QUOTED PASSAGE
QPR Too Big For The Cup?
Last weekend QPR started off our league campaign with a 4-0 victory over Barnsley. Whilst the result was a bit flattering (two of the goals were penalties, and Barnsley were rubbish), it was hard to complain with a start like that. We ended the day top of the league on goal difference.
Fast forward three days and we played Port Vale in the League Cup. Despite them being two levels below us in the league structure, they comprehensively beat us 3-1.
I was more disappointed with the team selection than the ultimate result of this game. We made quite a few changes from Saturday's team, and although some of them were necessitated by international call-ups, not all of them were.
We gave every impression that we were "concentrating on the league" - ie not taking the cup seriously.
WTF? Hello? We're QPR. We're in the Championship. We're not Barcelona, snowed under by Champion's League fixtures and World Club Cup malarky! And anyway, it's the first week of the season!
It seems to me to be pretty poor psychology to pick a weakened team for cup games, especially coming off the back of a good victory. It puts the fans in a negative mood. Let's face it, football fans are never happier than when in a negative mood (perverse and perhaps even oxymoronic, but true). They love nothing better than having a bit of a whinge.

DIRECTIONS
a: In the QPR post, what was the final score of the League Cup match against Port Vale?
b: State how many lines of the records contain the string "nose", treating uppercase and lowercase letters as distinct. Provide only the number.
The post and the records are unrelated and should be treated as independent material.

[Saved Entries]
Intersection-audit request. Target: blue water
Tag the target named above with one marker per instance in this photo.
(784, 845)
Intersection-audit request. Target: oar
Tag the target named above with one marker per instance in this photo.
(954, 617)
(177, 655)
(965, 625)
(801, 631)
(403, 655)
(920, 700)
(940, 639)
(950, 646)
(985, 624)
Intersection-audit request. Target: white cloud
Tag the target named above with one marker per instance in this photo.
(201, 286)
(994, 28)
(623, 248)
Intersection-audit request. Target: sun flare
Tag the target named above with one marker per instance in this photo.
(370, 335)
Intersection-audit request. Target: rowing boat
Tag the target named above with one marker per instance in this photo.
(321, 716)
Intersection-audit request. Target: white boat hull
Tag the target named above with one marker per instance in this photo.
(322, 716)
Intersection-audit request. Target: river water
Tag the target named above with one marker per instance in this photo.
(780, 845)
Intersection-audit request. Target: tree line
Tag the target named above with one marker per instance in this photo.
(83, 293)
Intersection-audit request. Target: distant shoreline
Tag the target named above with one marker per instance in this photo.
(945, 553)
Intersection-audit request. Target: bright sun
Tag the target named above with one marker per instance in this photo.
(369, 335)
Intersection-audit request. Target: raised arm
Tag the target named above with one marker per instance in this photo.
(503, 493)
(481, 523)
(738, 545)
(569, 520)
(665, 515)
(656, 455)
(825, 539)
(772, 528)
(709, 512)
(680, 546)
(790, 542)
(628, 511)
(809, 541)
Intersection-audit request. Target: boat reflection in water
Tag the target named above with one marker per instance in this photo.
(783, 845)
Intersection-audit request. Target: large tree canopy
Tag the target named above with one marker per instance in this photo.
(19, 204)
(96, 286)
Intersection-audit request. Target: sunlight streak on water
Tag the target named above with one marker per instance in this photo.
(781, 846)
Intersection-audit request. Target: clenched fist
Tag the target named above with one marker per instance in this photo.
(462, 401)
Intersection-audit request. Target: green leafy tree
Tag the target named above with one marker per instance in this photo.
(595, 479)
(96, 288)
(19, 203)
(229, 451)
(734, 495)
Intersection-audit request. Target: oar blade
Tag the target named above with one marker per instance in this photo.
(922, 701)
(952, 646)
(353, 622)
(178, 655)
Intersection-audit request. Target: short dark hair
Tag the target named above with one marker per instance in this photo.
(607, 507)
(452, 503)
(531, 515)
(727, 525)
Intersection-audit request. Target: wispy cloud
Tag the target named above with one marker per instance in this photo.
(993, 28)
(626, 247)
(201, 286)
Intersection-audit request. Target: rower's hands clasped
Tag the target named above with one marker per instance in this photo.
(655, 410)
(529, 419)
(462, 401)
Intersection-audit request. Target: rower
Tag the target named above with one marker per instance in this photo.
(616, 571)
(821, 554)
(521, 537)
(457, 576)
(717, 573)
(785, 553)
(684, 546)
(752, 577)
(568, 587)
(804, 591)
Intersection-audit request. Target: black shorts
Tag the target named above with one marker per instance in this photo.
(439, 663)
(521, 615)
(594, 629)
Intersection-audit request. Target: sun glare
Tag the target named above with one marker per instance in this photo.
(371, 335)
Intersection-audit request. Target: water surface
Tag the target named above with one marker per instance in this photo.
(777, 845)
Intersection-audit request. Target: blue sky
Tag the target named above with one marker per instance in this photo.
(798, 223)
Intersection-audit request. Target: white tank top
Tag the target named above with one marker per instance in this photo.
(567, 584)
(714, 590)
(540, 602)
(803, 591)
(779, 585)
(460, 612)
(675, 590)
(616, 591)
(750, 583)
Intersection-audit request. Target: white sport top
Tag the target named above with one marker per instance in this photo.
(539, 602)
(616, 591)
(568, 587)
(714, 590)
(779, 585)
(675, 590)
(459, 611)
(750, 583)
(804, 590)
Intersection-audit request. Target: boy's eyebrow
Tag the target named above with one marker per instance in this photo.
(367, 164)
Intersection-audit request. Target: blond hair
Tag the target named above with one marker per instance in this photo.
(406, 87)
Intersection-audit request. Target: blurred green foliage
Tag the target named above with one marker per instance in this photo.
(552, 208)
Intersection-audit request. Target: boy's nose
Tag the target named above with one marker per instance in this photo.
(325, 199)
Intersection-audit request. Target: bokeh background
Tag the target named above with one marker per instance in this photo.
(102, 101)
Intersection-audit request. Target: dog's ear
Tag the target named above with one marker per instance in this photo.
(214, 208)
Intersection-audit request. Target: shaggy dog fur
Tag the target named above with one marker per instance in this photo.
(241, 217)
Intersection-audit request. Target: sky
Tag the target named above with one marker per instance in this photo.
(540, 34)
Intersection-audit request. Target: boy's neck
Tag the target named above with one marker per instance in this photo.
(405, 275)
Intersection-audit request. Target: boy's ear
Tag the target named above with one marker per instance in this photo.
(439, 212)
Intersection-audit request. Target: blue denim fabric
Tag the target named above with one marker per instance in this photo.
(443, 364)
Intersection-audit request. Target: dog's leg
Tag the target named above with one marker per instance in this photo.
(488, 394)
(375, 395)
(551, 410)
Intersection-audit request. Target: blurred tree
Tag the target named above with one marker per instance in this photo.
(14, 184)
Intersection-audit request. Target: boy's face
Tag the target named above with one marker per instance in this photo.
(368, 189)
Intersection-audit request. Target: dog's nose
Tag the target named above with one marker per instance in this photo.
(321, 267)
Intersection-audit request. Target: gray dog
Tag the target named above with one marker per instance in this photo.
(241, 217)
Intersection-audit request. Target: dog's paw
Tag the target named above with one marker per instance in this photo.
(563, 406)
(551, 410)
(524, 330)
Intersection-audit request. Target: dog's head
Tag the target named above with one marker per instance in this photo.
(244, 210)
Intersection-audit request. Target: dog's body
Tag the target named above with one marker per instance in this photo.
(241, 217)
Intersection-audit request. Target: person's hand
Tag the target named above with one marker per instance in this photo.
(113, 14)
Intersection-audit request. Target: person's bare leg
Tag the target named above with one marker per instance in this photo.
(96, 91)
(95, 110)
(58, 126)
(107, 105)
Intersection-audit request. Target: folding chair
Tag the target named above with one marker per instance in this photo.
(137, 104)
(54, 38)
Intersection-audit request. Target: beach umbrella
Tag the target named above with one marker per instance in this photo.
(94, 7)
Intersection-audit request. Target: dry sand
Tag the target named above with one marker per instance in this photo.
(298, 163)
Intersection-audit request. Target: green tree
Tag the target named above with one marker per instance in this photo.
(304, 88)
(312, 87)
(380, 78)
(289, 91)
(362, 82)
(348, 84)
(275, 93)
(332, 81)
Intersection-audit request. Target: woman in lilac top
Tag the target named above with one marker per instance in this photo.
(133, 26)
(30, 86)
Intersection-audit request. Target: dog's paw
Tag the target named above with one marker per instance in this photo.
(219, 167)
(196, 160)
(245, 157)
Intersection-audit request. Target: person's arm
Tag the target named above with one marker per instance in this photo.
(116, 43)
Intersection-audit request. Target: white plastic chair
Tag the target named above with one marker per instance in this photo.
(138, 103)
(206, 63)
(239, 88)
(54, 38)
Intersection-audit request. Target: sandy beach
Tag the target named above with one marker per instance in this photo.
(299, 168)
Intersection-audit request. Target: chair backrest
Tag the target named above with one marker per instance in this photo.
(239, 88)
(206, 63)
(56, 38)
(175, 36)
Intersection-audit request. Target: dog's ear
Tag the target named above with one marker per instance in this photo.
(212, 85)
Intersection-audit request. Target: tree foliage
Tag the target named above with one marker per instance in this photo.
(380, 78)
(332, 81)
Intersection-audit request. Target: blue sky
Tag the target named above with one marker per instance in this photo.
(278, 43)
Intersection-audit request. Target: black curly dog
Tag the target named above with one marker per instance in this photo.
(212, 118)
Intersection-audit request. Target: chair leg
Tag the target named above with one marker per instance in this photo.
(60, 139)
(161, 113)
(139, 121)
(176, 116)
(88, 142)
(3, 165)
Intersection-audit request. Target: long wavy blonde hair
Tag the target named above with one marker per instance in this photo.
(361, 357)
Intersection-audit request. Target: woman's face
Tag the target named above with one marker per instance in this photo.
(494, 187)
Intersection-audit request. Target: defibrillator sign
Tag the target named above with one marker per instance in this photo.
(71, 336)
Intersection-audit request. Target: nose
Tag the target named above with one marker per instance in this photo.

EXPECTED RESULTS
a: Port Vale beat QPR 3-1.

b: 3